(Stored entries)
______

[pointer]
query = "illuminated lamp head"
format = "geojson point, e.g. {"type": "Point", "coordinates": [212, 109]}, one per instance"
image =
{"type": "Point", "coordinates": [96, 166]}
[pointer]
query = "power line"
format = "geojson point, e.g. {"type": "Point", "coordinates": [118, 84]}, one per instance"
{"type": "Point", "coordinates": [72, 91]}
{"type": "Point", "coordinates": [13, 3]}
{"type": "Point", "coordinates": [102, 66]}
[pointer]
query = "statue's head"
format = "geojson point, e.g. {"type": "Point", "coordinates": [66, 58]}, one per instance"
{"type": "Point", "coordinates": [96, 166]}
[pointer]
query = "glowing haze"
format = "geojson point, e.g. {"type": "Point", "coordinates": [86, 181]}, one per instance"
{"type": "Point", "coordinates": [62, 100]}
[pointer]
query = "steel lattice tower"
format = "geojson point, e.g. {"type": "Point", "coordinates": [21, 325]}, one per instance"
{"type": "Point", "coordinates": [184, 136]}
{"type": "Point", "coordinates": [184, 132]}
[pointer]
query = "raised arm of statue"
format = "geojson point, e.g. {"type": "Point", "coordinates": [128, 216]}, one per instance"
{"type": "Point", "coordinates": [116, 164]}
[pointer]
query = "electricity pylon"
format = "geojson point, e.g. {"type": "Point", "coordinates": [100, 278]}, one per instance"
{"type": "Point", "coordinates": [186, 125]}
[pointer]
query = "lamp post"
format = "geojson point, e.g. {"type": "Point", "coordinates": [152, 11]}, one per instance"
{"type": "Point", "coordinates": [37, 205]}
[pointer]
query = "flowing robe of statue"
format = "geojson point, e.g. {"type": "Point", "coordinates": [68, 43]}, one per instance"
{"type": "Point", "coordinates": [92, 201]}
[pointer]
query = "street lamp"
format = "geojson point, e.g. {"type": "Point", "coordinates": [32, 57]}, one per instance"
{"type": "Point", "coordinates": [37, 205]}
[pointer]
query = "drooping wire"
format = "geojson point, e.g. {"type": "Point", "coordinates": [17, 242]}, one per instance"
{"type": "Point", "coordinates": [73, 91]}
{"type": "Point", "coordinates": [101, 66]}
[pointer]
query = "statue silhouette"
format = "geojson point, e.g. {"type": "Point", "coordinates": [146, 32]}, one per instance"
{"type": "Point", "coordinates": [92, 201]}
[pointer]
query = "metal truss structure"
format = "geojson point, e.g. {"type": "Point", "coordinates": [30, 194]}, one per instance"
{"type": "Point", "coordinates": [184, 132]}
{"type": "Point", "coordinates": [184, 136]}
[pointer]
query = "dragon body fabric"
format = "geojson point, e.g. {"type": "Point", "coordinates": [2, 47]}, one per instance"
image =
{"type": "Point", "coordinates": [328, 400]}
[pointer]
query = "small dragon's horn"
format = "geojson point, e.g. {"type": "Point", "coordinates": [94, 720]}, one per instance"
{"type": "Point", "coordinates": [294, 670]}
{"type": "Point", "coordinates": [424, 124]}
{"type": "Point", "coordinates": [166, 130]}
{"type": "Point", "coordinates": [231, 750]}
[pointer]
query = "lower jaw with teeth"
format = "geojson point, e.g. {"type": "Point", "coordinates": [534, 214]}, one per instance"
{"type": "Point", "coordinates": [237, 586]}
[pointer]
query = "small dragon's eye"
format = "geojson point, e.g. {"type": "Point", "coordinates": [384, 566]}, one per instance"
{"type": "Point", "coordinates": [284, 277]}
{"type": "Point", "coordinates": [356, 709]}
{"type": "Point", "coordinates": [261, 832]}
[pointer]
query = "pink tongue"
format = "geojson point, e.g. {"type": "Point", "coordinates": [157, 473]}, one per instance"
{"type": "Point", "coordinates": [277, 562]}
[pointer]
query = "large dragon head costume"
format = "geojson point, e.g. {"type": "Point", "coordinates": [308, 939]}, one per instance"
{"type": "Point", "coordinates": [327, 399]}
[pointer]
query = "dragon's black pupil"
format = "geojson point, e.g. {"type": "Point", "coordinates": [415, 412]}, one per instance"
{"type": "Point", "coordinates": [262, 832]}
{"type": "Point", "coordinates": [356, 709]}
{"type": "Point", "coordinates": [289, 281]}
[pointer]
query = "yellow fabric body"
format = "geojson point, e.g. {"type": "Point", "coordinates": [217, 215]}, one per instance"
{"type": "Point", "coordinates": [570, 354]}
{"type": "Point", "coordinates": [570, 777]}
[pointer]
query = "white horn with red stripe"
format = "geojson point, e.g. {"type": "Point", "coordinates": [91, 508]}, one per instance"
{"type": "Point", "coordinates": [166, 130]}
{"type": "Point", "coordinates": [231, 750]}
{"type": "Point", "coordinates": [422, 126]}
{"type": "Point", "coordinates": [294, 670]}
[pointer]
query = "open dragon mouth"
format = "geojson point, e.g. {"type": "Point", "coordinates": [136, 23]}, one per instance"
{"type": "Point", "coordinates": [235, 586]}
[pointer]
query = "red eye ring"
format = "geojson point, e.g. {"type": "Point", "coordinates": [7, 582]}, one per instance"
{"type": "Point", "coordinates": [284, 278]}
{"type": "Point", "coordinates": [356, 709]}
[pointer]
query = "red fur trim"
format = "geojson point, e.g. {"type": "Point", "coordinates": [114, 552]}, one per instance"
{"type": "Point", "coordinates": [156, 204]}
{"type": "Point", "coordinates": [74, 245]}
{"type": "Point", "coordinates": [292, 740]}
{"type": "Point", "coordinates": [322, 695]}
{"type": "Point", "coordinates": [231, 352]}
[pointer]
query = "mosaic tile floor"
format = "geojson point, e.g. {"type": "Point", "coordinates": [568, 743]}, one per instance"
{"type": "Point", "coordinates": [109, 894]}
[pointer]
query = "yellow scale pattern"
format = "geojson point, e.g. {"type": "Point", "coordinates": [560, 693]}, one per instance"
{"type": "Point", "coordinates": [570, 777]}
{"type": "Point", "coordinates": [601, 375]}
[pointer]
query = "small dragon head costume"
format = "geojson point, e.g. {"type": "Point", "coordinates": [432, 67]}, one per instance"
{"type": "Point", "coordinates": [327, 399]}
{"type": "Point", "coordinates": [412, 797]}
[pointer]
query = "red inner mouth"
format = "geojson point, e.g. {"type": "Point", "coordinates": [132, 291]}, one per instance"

______

Task item: Above are some records. Count the lines among them with the word "statue", and answer with the number only.

Answer to this problem: 4